Consigne: Recopiez s'il vous plaît dans son intégralité, sans y changer quoi que ce soit, le texte ci-dessous sur les lettres adressées à Frauenstædt.

Texte de lecture:
Les questions philosophiques tiennent peu de place dans les lettres adressées à Frauenstædt. En général, le maître écarte toute discussion de ce genre. Il lui déplaît qu’on pique dans ses livres les plus jolis passages, comme les amandes d’un gâteau, sans plus se soucier de la pâte qui les relie. Et lorsque Frauenstædt arrive, comme le famulus Wagner en bonnet de nuit et une lampe fumeuse à la main :


Zwar weiss ich viel, doch mücht’ ich alles wissen,


solliciter de nouvelles explications sur la chose en soi, lui demander des nouvelles de Monsieur de l’Absolu et de Mademoiselle l’Ame, le maître répond irrité :


Ma philosophie ne parle jamais de Wolkenkukuksheim, la cité des coucous dans les nuages, où réside le Dieu des Juifs, mais de ce monde : c’est-à-dire qu’elle est immanente et non transcendante. Elle déchiffre le monde placé sous nos yeux comme des hiéroglyphes dont j’ai trouvé la clé dans la volonté. Elle montre l’enchaînement de toutes les parties. Elle dit ce qu’est le phénomène et ce qu’est la chose en soi, mais seulement dans leurs rapports réciproques. En outre, elle considère le monde comme un phénomène cérébral. Mais ce qu’est la chose en soi, en dehors de cette relation, je ne l’ai jamais dit, parce que je n’en sais rien…

Et enfin, je vous souhaite bon voyage pour Wolkenkukuksheim. Saluez le vieux Juif de ma part et de la part de Kant ; il nous connaît.

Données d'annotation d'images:
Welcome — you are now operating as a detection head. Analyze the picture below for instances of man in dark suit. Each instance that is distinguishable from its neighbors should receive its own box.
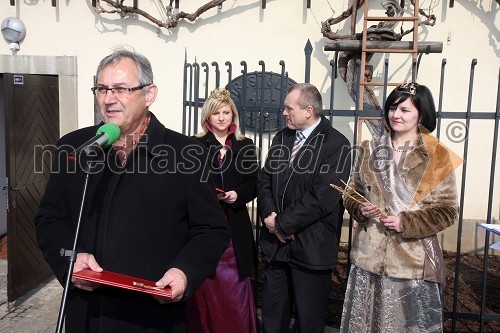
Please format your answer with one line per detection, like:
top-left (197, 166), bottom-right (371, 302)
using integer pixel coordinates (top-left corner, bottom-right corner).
top-left (35, 49), bottom-right (229, 333)
top-left (257, 83), bottom-right (351, 333)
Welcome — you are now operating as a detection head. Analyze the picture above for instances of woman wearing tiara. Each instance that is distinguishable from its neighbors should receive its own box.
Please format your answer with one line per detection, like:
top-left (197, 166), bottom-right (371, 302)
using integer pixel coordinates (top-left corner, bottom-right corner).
top-left (340, 83), bottom-right (458, 333)
top-left (187, 88), bottom-right (259, 333)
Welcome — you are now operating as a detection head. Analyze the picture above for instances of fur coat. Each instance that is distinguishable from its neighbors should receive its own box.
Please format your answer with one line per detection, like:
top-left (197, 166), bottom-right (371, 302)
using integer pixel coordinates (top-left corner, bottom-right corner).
top-left (345, 133), bottom-right (458, 279)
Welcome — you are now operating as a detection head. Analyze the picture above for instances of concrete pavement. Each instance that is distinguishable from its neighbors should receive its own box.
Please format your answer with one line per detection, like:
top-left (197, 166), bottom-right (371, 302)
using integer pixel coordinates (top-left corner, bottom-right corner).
top-left (0, 259), bottom-right (63, 333)
top-left (0, 259), bottom-right (338, 333)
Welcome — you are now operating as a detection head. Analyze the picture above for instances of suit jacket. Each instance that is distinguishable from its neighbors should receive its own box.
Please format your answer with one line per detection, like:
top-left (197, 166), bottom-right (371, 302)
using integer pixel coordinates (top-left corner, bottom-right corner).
top-left (35, 115), bottom-right (229, 332)
top-left (257, 116), bottom-right (351, 270)
top-left (197, 132), bottom-right (259, 275)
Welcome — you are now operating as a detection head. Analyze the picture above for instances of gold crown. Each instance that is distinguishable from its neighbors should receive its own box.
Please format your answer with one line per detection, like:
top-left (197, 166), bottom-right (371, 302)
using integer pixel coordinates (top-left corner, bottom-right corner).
top-left (208, 88), bottom-right (231, 101)
top-left (395, 82), bottom-right (418, 96)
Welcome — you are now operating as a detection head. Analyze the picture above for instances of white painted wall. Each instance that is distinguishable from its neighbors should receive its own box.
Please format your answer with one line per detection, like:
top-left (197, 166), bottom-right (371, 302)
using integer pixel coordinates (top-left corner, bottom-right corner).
top-left (0, 0), bottom-right (500, 249)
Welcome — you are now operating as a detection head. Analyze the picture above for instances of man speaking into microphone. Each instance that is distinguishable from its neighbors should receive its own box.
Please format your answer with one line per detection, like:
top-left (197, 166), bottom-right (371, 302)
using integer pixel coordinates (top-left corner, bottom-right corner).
top-left (35, 49), bottom-right (229, 333)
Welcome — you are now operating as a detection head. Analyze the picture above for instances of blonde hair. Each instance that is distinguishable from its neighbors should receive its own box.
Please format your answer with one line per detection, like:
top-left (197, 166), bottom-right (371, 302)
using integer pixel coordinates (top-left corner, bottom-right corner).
top-left (195, 88), bottom-right (245, 141)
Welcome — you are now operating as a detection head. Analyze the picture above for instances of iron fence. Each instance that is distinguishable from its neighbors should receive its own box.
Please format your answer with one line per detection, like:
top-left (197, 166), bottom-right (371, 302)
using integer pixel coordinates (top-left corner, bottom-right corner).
top-left (182, 42), bottom-right (500, 332)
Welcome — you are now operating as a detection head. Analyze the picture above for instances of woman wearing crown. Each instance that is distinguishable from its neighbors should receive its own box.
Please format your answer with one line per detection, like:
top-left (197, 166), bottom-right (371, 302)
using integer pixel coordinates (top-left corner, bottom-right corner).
top-left (188, 88), bottom-right (259, 333)
top-left (340, 83), bottom-right (458, 333)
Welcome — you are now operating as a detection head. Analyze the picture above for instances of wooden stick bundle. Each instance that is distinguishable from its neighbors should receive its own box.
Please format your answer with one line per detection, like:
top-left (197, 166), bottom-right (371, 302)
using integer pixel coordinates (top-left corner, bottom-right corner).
top-left (330, 180), bottom-right (388, 219)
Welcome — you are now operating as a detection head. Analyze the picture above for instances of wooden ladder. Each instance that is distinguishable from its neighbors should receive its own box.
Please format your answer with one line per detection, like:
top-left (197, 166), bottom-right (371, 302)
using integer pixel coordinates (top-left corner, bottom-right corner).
top-left (358, 0), bottom-right (419, 110)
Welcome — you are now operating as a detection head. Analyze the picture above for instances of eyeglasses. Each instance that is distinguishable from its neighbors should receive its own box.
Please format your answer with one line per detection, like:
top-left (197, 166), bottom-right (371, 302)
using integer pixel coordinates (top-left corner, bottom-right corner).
top-left (90, 83), bottom-right (151, 98)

Réponse:
Les questions philosophiques tiennent peu de place dans les lettres adressées à Frauenstædt. En général, le maître écarte toute discussion de ce genre. Il lui déplaît qu’on pique dans ses livres les plus jolis passages, comme les amandes d’un gâteau, sans plus se soucier de la pâte qui les relie. Et lorsque Frauenstædt arrive, comme le famulus Wagner en bonnet de nuit et une lampe fumeuse à la main :


Zwar weiss ich viel, doch mücht’ ich alles wissen,


solliciter de nouvelles explications sur la chose en soi, lui demander des nouvelles de Monsieur de l’Absolu et de Mademoiselle l’Ame, le maître répond irrité :


Ma philosophie ne parle jamais de Wolkenkukuksheim, la cité des coucous dans les nuages, où réside le Dieu des Juifs, mais de ce monde : c’est-à-dire qu’elle est immanente et non transcendante. Elle déchiffre le monde placé sous nos yeux comme des hiéroglyphes dont j’ai trouvé la clé dans la volonté. Elle montre l’enchaînement de toutes les parties. Elle dit ce qu’est le phénomène et ce qu’est la chose en soi, mais seulement dans leurs rapports réciproques. En outre, elle considère le monde comme un phénomène cérébral. Mais ce qu’est la chose en soi, en dehors de cette relation, je ne l’ai jamais dit, parce que je n’en sais rien…

Et enfin, je vous souhaite bon voyage pour Wolkenkukuksheim. Saluez le vieux Juif de ma part et de la part de Kant ; il nous connaît.